Exercise tasks
• 1. In the Stirling PhD news item, list the three subjects named in the thesis title after "Casablanca belongs to Us:".
• 2. Reproduce the passage of the Stirling PhD news item starting at "As if all that" and ending at "months and years!".

Selected excerpt
-- Begin --

Tag: Jamal Bahmad; PhD; Islam; Francophone Culture; Society for Francophone Postcolonial Studies; Postcolonial; Cinema; Cultural Studies; North African Cinema; documentary

Stirling PhD student success

Excellent news from our former French at Stirling PhD student, Jamal Bahmad, who graduated last year. Jamal went straight into a post as a Research Fellow at the University of Marburg after completing his PhD and from there has now taken up a British Academy Postdoctoral Fellowship at the University of Leeds, working on ‘Beyond the Arab Spring: Youth, Social Change and the Politics of Realism in Contemporary Maghrebi Cinema.’

As if all that wasn’t good news enough, we’ve also just heard that his PhD thesis (Casablanca belongs to Us: globalisation, everyday life and postcolonial subjectivity in Moroccan cinema since the 1990s), supervised by Prof. David Murphy, was the joint winner of the 2015 BRISMES Leigh Douglas Memorial Prize for the best PhD dissertation on a Middle Eastern topic. For the judging panel, Jamal’s analysis ‘is underpinned by a lively engagement with social theory that provides the basis for a fine-grained and richly sourced body of cinematographic evidence. This results in one of the richest and most deep-rooted interpretations of the currents of power, resistance and self-understanding in Morocco that are presently available. A real tour de force.’

Congratulations, Jamal, and we look forward to reporting on further successes over the coming months and years!

-- End --

Point placement records
-- Begin --

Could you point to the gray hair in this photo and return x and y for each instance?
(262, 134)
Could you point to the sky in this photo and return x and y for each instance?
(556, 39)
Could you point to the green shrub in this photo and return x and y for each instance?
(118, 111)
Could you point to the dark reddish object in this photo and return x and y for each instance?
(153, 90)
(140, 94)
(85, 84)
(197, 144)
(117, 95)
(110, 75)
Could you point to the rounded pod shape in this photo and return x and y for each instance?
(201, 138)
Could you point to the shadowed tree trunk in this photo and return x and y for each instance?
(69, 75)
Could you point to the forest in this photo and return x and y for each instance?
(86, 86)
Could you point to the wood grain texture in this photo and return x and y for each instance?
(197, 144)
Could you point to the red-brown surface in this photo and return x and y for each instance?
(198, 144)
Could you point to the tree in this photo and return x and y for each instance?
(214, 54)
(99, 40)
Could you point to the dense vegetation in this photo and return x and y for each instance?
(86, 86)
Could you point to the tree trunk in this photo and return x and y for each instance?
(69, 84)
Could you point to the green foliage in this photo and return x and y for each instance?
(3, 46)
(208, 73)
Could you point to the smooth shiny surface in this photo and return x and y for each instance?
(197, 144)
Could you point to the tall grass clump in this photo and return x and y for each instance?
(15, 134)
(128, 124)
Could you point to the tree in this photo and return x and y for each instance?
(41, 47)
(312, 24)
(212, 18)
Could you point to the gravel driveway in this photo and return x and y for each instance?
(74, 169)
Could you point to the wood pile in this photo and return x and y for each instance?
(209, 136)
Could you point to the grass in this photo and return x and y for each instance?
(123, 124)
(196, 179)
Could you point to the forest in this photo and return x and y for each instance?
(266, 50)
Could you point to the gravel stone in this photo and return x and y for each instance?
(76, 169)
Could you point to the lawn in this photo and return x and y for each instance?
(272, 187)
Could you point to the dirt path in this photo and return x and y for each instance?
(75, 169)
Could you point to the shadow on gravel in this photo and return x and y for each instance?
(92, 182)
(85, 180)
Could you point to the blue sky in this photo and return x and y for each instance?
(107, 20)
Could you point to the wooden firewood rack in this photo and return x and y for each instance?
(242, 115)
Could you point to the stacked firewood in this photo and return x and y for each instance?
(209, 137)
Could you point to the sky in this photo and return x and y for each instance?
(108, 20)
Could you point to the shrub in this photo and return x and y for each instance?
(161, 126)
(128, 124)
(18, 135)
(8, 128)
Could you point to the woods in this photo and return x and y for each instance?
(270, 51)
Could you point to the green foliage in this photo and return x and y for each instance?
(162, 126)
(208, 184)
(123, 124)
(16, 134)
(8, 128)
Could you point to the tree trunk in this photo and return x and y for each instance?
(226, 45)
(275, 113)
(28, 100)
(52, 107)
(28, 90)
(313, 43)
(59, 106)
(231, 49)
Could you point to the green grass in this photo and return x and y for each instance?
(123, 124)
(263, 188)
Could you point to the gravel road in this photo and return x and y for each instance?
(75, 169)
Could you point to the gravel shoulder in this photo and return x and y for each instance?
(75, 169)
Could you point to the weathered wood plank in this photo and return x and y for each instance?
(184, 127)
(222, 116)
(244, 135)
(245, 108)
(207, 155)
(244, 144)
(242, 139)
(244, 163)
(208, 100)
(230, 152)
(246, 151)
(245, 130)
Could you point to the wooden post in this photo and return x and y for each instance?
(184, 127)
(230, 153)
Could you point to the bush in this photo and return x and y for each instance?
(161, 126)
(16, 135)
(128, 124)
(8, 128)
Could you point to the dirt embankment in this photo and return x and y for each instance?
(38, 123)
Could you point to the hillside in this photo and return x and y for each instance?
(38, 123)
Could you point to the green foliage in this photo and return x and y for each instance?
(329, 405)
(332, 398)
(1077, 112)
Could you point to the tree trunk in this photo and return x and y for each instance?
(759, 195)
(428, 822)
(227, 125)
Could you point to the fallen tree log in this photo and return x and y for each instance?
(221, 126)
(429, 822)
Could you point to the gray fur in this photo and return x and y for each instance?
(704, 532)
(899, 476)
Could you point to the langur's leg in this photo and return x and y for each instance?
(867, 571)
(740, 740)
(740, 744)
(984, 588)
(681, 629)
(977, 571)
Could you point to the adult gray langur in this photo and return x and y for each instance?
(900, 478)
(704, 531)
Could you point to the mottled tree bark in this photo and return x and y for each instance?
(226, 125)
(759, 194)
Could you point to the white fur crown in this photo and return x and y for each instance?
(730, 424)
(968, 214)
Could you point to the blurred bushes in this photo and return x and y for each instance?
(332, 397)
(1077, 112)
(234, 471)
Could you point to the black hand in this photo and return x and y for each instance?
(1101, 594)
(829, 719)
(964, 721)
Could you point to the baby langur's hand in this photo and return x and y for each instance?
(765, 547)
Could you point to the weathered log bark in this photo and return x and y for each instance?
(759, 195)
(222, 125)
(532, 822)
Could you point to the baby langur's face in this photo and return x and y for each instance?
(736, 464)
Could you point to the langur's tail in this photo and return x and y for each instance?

-- End --

Answers to the tasks
• 1. globalisation; everyday life; postcolonial subjectivity

• 2.
As if all that wasn’t good news enough, we’ve also just heard that his PhD thesis (Casablanca belongs to Us: globalisation, everyday life and postcolonial subjectivity in Moroccan cinema since the 1990s), supervised by Prof. David Murphy, was the joint winner of the 2015 BRISMES Leigh Douglas Memorial Prize for the best PhD dissertation on a Middle Eastern topic. For the judging panel, Jamal’s analysis ‘is underpinned by a lively engagement with social theory that provides the basis for a fine-grained and richly sourced body of cinematographic evidence. This results in one of the richest and most deep-rooted interpretations of the currents of power, resistance and self-understanding in Morocco that are presently available. A real tour de force.’

Congratulations, Jamal, and we look forward to reporting on further successes over the coming months and years!